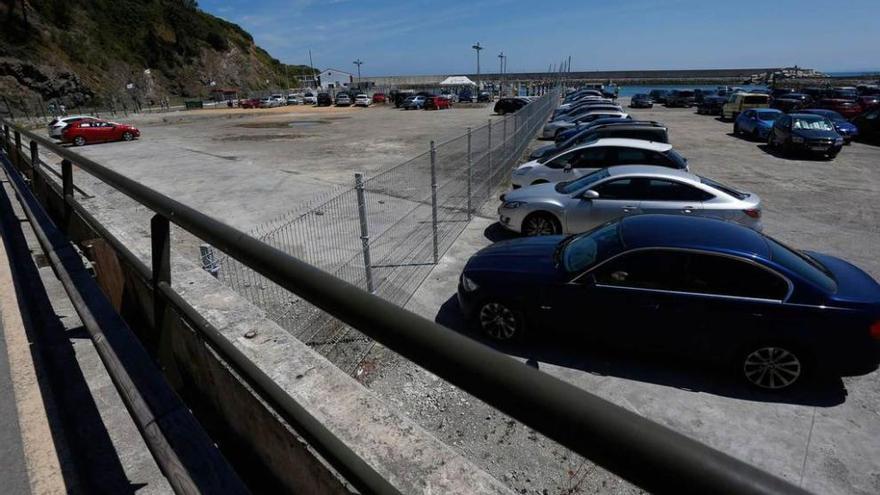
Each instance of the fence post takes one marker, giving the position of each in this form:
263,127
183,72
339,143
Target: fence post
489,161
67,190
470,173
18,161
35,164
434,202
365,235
---
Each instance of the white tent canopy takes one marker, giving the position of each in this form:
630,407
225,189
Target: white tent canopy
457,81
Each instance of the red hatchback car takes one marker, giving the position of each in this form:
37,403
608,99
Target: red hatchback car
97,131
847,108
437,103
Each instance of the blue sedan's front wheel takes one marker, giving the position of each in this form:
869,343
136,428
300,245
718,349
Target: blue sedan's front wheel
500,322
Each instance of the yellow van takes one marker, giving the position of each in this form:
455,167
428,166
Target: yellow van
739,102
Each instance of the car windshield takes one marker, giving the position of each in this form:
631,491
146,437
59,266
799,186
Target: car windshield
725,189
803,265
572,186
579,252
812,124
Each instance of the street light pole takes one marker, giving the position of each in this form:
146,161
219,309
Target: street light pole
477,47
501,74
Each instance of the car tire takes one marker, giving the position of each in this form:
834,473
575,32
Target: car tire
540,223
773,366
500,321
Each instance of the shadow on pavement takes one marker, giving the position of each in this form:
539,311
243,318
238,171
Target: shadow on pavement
--
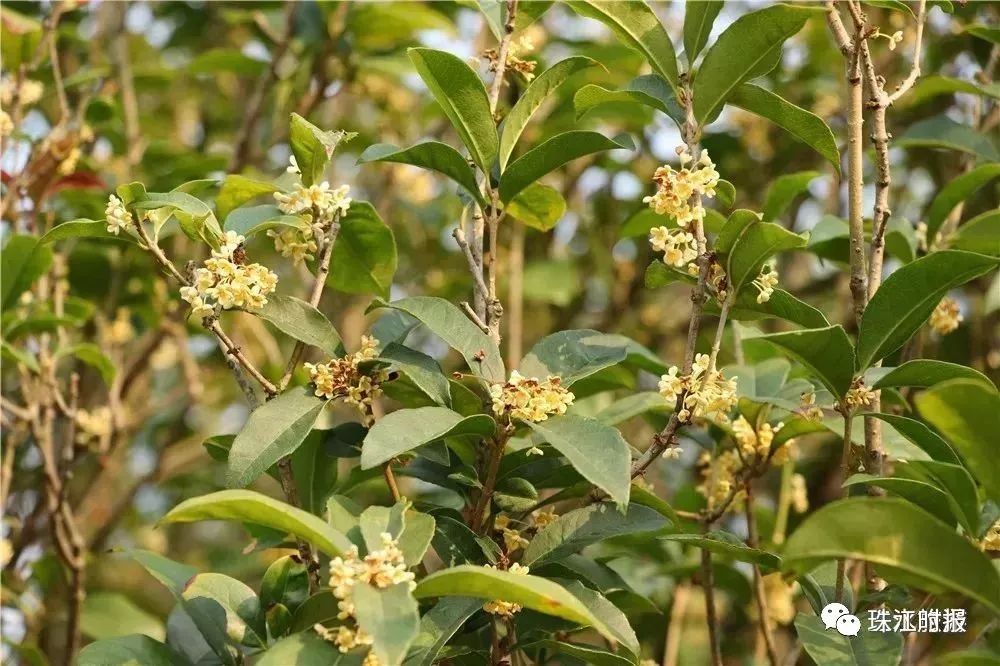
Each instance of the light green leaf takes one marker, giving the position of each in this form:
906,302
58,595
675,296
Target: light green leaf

• Requirements:
Could you write out again the stretch from the line containing "Each instance of the shadow" through the line containing "Target: shadow on pavement", changing "pavement" to "asphalt" and leaving everything else the same?

• Solution for this exercise:
Each instance of the shadow on asphalt takes one marker, giving the position of each in this form:
539,311
243,318
238,171
Target: shadow on asphalt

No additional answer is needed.